» **Direction 1**:
Answer each question using the article on Health Canada's cannabis licensing change.
(a) Which company did Canopy Growth Corp. say in April that it was buying?
(b) At which law firm is Trina Fraser a partner?
(c) On what day of the week did the agency confirm the abbreviated application with Mugglehead?
» **Direction 2**: Carry on writing the article on Health Canada's cannabis licensing change, picking up after its final sentence.

» **Text section**:

start

Health Canada ‘pseudo-transfers’ could spike cannabis asset deals

The regulator has introduced an abbreviated licensing process for buyers of already-licensed facilities

Health Canada 'pseudo-transfers' could spike cannabis asset deals
Canopy Growth Corp. said it was buying Supreme Cannabis in April. Image via Supreme Cannabis

Federal regulator Health Canada is shortening the licensing process for buyers of already-approved cannabis facilities, which will likely shift the character of sector acquisitions from stock to asset deals.

The vast majority of licensed producer sales to date have been share deals, largely due to the non-transferability of cannabis production licences, Brazeau Seller Law partner Trina Fraser said on Twitter last week.

“There are many situations (including insolvency) where this is not possible or desirable,” she continued.

In response, she said that Health Canada had launched a pilot project for site purchasers to undergo an abbreviated review process to get their own licence at newly bought sites.

New Health Canada 'pseudo-transfers' could spike cannabis asset purchases - Trina Fraser

Ottawa-based cannabis lawyer Trina Fraser is a partner at Brazeau Seller Law. Press photo

The agency confirmed with Mugglehead on Monday that it will accept an abbreviated application taking into account that a site has previously been assessed against the Cannabis Regulations.

“This is a game-changer,” Fraser noted.

If the change greatly decreases the licensing burden for buyers, as it appears it will, firms will likely opt to buy individual assets instead of corporate entities via stock.

With asset deals, purchasers can choose to buy specific licensed sites without having to take on the business liabilities they would have to in a stock deal.

end

» **Source material**:
start

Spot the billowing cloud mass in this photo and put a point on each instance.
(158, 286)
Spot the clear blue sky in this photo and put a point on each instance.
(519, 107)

end

» **Task result 1**:
(a) Supreme Cannabis
(b) Brazeau Seller Law
(c) Monday

» **Task result 2**:
As fiscal pressures grip the industry, mergers and acquisitions — alongside bankruptcy and insolvency — in the weed space have increased over time.

Read more: Hexo to buy 48North Cannabis for $50M

Read more: The Ontario Cannabis Store should reveal its wholesale pricing, lawyer says

“Since December 2019, approximately 60 commercial cannabis licence holders have consulted with Health Canada about business transactions that could result in a change in control of the licence holder or anyone who is in a position to exert control over the licence holder,” the federal regulator says.

“To address questions from industry regarding the application requirements for a new licence when there is a change of control, Health Canada recently provided direction to a small number of licence holders who are contemplating the sale of their site to a new corporate entity.”

Health Canada says the abbreviated applications must still meet the requirements of the Cannabis Act and its regulations, including security clearance requirements.

As licences are issued to a specific person or entity and subject to regulatory requirements, they can’t be transferred to a new licensee without Health Canada involvement.